(Data items)
──────────────────────────────

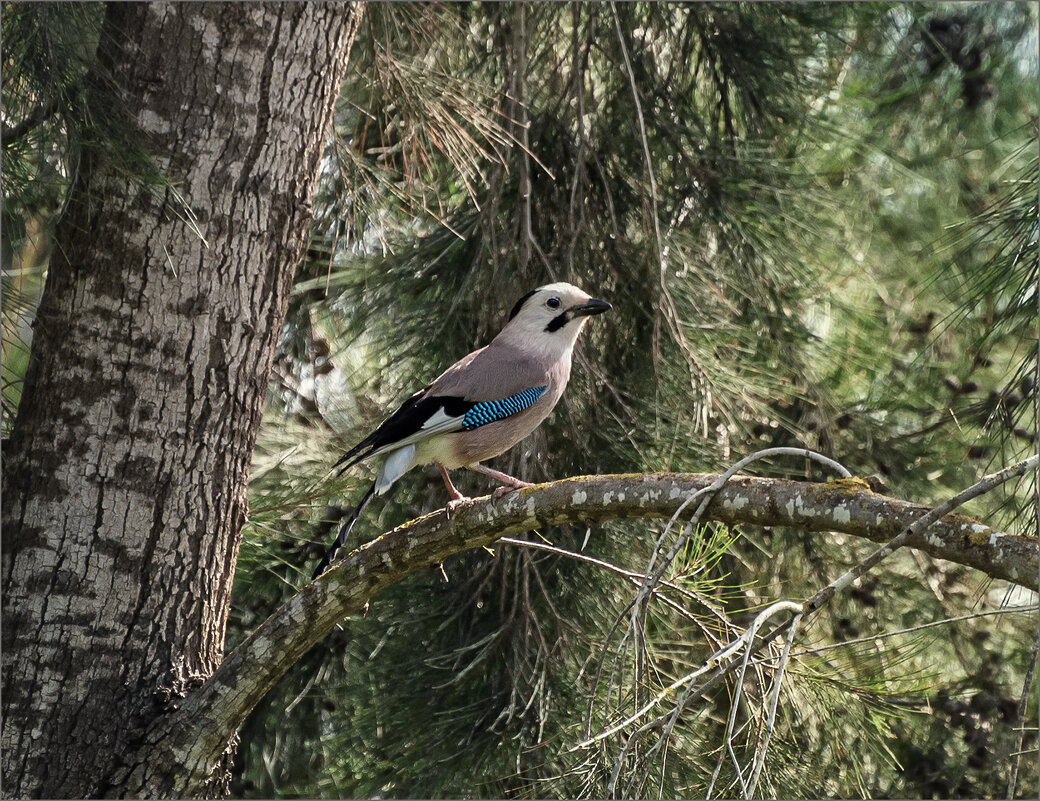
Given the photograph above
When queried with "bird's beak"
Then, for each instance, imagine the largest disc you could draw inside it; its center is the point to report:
(592, 306)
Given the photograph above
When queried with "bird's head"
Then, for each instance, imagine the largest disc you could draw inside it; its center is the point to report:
(551, 316)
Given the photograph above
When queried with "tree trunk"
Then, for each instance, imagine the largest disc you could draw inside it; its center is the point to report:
(125, 480)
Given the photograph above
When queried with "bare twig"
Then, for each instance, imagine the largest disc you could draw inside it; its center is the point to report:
(1016, 753)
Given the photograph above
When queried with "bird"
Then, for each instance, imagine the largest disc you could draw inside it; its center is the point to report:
(481, 406)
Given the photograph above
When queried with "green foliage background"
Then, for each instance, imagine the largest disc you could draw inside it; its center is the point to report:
(817, 225)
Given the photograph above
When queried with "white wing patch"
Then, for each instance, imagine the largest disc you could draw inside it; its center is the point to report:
(398, 463)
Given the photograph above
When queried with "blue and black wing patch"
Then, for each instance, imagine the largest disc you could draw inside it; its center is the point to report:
(438, 414)
(489, 411)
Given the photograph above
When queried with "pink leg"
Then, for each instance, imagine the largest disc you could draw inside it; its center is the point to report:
(457, 497)
(508, 482)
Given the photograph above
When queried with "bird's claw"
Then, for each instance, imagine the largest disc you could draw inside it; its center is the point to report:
(453, 504)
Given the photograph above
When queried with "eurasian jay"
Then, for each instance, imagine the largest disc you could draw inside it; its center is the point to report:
(484, 404)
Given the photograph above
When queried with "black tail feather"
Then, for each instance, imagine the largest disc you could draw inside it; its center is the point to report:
(344, 532)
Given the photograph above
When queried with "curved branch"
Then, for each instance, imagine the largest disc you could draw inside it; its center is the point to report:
(198, 730)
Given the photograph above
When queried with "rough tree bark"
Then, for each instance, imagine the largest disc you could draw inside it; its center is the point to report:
(192, 735)
(125, 479)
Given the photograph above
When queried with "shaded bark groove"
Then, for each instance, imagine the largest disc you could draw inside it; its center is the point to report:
(125, 480)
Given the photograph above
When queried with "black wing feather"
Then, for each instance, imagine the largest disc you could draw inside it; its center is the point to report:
(406, 421)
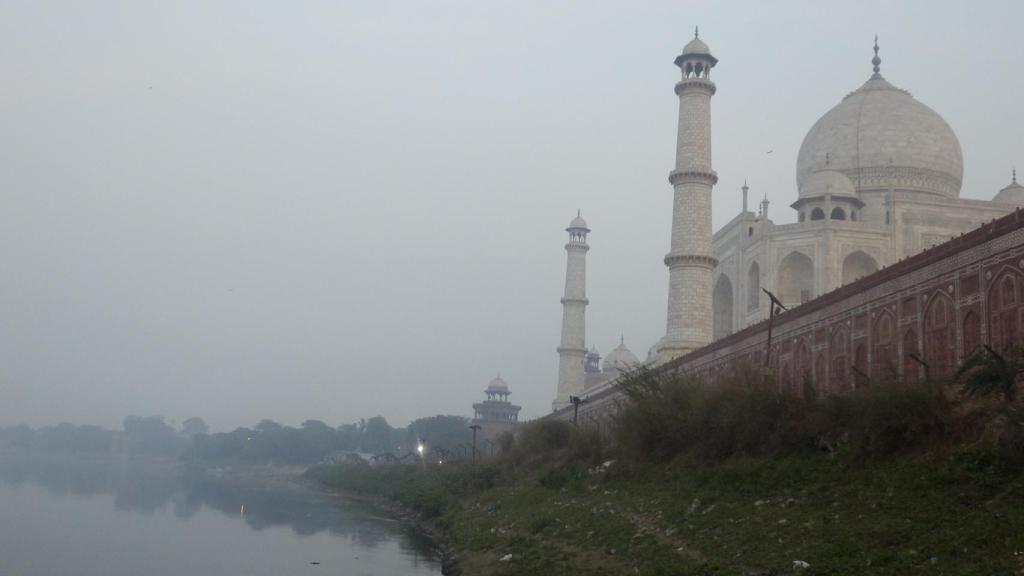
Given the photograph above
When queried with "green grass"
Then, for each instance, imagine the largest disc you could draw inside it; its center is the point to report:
(752, 517)
(891, 480)
(960, 515)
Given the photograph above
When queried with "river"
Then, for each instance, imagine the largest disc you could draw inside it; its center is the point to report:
(113, 518)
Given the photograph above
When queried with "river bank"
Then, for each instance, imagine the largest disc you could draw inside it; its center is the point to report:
(960, 515)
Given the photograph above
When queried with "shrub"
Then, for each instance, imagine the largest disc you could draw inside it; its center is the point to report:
(886, 419)
(745, 414)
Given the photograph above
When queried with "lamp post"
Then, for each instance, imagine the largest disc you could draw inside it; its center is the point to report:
(474, 427)
(771, 319)
(577, 401)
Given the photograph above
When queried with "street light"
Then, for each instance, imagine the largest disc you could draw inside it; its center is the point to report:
(474, 427)
(577, 401)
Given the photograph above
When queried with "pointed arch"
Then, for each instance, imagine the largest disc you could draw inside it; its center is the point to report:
(860, 362)
(884, 339)
(796, 279)
(722, 306)
(819, 381)
(972, 333)
(911, 370)
(1005, 301)
(840, 351)
(858, 264)
(802, 365)
(940, 334)
(753, 287)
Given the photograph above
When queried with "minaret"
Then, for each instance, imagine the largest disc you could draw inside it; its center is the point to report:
(690, 261)
(572, 350)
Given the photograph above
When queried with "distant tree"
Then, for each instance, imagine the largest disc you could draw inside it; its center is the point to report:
(267, 425)
(377, 436)
(151, 435)
(349, 437)
(194, 426)
(440, 432)
(987, 372)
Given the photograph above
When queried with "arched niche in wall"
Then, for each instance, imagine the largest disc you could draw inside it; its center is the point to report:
(858, 264)
(796, 279)
(753, 287)
(722, 299)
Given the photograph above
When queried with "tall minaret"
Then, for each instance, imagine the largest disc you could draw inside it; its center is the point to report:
(572, 350)
(690, 260)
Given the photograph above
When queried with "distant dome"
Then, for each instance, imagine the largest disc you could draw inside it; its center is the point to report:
(696, 46)
(826, 181)
(498, 384)
(620, 359)
(578, 222)
(1013, 194)
(879, 136)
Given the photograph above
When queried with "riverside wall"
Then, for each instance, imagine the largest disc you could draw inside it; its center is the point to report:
(939, 305)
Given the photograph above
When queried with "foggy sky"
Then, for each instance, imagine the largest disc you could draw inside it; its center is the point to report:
(291, 210)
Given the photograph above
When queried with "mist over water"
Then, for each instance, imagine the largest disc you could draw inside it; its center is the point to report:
(104, 518)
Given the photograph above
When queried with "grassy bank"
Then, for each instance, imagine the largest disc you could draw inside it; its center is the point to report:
(900, 480)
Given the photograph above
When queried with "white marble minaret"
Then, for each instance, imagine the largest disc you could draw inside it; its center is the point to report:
(572, 350)
(690, 261)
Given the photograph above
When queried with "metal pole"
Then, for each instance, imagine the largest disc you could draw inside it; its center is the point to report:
(771, 320)
(474, 427)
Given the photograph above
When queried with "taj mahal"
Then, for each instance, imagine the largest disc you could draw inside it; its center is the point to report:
(878, 180)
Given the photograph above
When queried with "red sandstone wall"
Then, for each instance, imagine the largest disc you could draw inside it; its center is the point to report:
(940, 305)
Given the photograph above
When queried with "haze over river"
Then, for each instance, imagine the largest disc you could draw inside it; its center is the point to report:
(113, 518)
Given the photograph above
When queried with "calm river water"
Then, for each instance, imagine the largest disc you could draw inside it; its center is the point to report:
(113, 519)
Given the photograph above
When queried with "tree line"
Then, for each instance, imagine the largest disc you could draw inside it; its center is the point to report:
(266, 442)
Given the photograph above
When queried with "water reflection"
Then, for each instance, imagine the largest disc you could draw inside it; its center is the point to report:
(147, 488)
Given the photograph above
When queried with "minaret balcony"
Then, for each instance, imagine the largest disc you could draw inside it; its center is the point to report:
(709, 177)
(702, 84)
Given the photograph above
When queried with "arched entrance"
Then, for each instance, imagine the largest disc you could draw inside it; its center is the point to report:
(722, 306)
(858, 264)
(796, 279)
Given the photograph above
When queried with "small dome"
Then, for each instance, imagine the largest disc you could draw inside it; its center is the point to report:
(880, 135)
(827, 181)
(498, 384)
(578, 223)
(1013, 194)
(695, 46)
(620, 359)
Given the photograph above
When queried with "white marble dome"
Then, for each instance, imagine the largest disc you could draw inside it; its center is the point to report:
(498, 384)
(696, 46)
(1013, 194)
(821, 182)
(621, 359)
(879, 136)
(578, 223)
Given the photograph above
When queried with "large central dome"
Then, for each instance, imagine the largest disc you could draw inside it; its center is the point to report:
(880, 136)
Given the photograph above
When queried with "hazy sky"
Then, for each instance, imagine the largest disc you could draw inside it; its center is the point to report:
(291, 210)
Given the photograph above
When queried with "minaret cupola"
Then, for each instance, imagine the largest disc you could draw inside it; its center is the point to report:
(696, 62)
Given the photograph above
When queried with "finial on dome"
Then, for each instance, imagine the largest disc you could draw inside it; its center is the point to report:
(877, 60)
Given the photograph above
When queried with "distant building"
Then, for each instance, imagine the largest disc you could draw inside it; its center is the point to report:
(496, 415)
(878, 181)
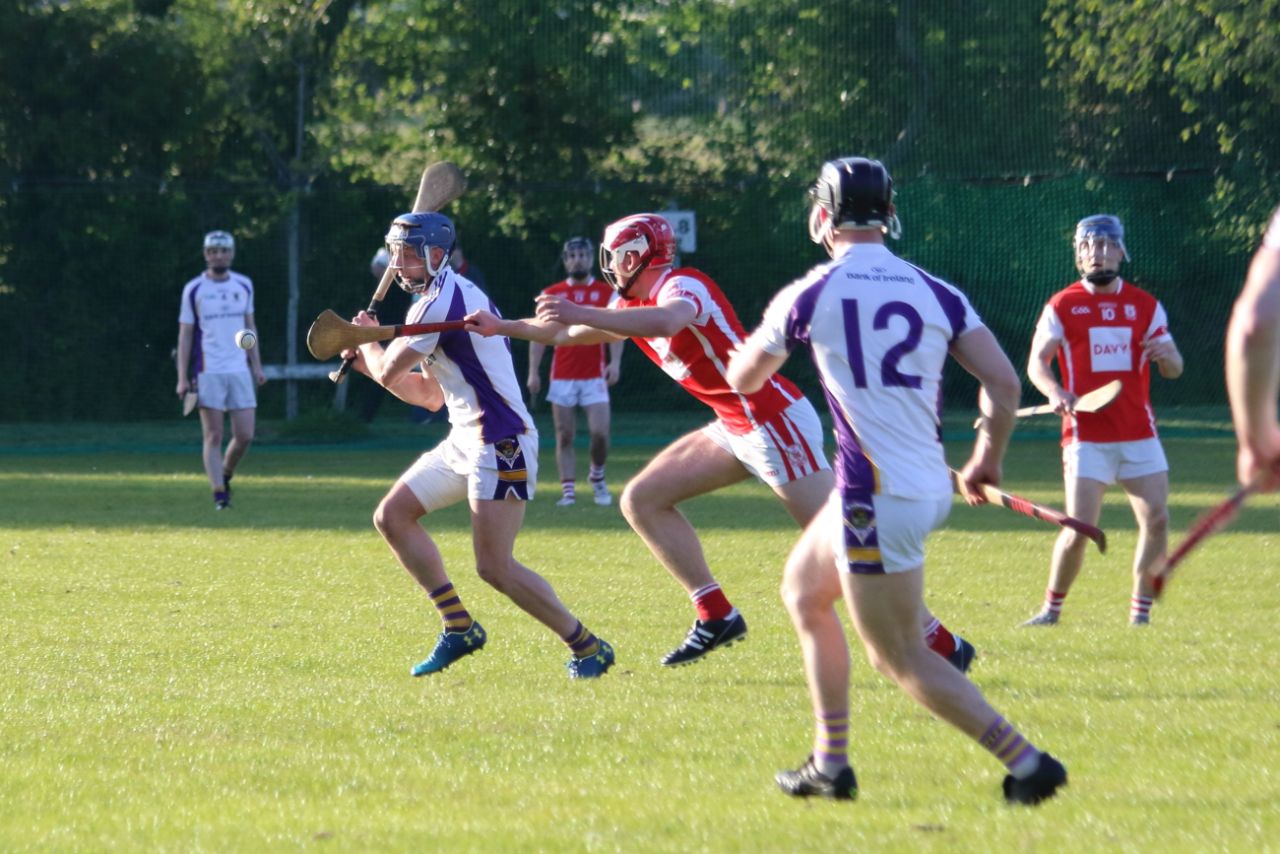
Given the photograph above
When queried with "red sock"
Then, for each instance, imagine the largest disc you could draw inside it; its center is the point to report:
(711, 602)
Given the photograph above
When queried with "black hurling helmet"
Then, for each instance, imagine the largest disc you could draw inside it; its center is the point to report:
(851, 192)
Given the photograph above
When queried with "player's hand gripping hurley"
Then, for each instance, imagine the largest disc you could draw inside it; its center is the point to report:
(1036, 511)
(440, 183)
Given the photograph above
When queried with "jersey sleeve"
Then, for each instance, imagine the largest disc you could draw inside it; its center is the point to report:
(691, 291)
(1159, 327)
(186, 311)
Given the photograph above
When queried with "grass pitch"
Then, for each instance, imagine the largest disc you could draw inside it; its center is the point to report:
(186, 680)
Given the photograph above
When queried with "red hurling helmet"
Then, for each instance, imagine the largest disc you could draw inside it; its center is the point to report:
(649, 236)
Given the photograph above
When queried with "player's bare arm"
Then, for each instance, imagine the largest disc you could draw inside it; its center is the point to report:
(979, 354)
(549, 333)
(1040, 371)
(1164, 354)
(1253, 365)
(752, 365)
(641, 322)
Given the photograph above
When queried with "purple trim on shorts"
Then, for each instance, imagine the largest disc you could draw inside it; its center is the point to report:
(497, 419)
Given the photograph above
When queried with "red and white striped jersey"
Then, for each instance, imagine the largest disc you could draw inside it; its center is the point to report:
(1101, 338)
(698, 355)
(580, 361)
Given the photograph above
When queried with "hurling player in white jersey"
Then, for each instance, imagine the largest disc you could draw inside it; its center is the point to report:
(880, 330)
(685, 324)
(216, 305)
(489, 459)
(1253, 362)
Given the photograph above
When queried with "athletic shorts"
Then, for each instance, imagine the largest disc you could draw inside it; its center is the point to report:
(780, 451)
(577, 392)
(881, 534)
(227, 392)
(452, 471)
(1111, 461)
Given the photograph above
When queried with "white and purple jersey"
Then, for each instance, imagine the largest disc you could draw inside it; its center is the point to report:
(878, 329)
(476, 374)
(216, 311)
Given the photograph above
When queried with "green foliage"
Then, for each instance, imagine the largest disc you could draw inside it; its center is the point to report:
(179, 679)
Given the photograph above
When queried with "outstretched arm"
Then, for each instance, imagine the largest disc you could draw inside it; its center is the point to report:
(979, 354)
(552, 334)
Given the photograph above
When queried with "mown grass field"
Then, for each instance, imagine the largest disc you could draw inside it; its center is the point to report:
(178, 679)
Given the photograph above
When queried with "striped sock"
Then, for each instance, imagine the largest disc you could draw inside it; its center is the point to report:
(1139, 608)
(938, 639)
(581, 642)
(831, 745)
(449, 606)
(711, 602)
(1008, 744)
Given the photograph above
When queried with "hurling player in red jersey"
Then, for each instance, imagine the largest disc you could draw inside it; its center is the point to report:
(580, 378)
(682, 322)
(1104, 328)
(1253, 361)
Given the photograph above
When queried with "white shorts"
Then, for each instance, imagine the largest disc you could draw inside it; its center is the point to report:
(880, 534)
(577, 392)
(227, 392)
(781, 451)
(1111, 461)
(451, 471)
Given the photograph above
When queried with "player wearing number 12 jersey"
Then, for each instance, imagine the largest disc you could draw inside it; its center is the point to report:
(684, 323)
(880, 330)
(1098, 329)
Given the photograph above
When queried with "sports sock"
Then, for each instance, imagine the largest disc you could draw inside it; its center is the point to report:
(581, 642)
(831, 744)
(711, 602)
(938, 639)
(1139, 608)
(1008, 744)
(449, 606)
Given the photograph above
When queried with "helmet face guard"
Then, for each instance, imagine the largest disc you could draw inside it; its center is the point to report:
(420, 233)
(851, 193)
(1091, 234)
(648, 236)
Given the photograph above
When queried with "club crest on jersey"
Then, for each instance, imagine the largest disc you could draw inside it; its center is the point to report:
(860, 520)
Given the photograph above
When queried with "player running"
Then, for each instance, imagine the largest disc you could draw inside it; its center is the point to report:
(1104, 328)
(880, 330)
(682, 322)
(489, 459)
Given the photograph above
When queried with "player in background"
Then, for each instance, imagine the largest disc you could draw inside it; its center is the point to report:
(1104, 328)
(489, 457)
(1253, 361)
(682, 322)
(880, 330)
(580, 378)
(215, 305)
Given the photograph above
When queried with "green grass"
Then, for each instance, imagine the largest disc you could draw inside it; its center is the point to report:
(186, 680)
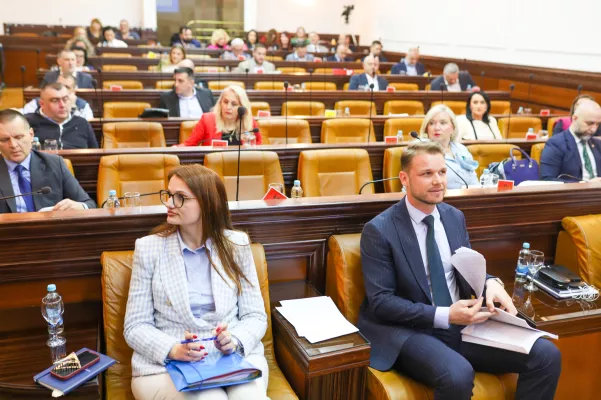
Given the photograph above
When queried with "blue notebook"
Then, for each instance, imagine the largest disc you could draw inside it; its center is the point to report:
(216, 370)
(63, 387)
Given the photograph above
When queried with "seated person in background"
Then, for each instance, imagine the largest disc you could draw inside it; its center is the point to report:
(440, 126)
(184, 100)
(340, 55)
(371, 65)
(219, 40)
(77, 105)
(218, 293)
(67, 64)
(257, 63)
(110, 40)
(23, 171)
(416, 302)
(573, 152)
(124, 32)
(315, 45)
(477, 124)
(223, 122)
(410, 65)
(186, 39)
(53, 120)
(236, 51)
(300, 53)
(452, 80)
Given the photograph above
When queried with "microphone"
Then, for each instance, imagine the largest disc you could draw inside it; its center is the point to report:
(44, 190)
(241, 112)
(416, 136)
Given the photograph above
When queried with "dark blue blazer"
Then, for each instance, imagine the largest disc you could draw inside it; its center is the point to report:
(398, 303)
(401, 68)
(561, 156)
(358, 80)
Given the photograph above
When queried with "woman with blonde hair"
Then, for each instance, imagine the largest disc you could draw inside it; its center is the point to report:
(219, 40)
(223, 123)
(440, 125)
(194, 277)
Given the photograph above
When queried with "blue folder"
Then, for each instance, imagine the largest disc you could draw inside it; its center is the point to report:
(216, 370)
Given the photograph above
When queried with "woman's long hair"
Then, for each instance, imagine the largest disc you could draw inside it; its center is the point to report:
(209, 190)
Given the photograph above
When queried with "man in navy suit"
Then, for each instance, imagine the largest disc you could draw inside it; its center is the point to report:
(371, 65)
(574, 154)
(417, 303)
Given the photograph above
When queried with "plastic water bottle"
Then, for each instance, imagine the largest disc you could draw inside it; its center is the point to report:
(297, 191)
(36, 145)
(521, 270)
(113, 200)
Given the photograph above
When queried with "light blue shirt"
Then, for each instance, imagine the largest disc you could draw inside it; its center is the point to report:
(198, 274)
(14, 180)
(189, 107)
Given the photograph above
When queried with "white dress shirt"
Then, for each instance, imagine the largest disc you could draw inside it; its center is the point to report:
(441, 316)
(581, 148)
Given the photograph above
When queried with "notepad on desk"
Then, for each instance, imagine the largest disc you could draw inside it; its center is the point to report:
(316, 318)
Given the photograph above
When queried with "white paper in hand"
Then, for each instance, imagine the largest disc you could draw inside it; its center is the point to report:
(472, 266)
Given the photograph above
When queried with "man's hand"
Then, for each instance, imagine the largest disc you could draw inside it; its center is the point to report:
(467, 312)
(496, 292)
(68, 204)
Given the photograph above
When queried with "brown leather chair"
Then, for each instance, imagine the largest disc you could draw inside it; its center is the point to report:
(119, 135)
(407, 125)
(334, 172)
(488, 153)
(124, 109)
(358, 108)
(344, 284)
(519, 126)
(411, 107)
(303, 108)
(273, 130)
(347, 130)
(144, 173)
(220, 85)
(392, 168)
(119, 68)
(257, 170)
(116, 274)
(129, 85)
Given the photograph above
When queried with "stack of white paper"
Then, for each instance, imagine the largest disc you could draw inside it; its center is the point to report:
(316, 318)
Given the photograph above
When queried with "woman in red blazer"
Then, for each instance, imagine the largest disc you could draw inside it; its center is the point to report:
(223, 122)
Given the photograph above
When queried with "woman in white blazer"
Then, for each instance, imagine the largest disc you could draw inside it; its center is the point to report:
(194, 277)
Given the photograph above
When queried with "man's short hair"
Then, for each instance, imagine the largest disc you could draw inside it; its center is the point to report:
(8, 115)
(415, 149)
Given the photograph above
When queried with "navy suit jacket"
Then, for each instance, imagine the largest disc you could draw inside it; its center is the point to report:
(401, 68)
(398, 303)
(358, 80)
(561, 156)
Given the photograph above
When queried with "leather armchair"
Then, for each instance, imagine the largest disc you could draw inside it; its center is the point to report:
(411, 107)
(273, 130)
(144, 173)
(334, 172)
(347, 130)
(303, 108)
(119, 135)
(116, 274)
(344, 284)
(488, 153)
(257, 170)
(123, 109)
(357, 107)
(519, 126)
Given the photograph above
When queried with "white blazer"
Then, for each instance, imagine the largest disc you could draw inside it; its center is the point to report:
(158, 308)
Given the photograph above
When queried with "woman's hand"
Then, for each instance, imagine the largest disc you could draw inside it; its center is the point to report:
(189, 351)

──────────────────────────────

== Assignment ==
Scan the records above for the string "arched", and copy every line where it turns up.

== Problem solution ==
When queried with "arched niche in wall"
When queried with "arched entrance"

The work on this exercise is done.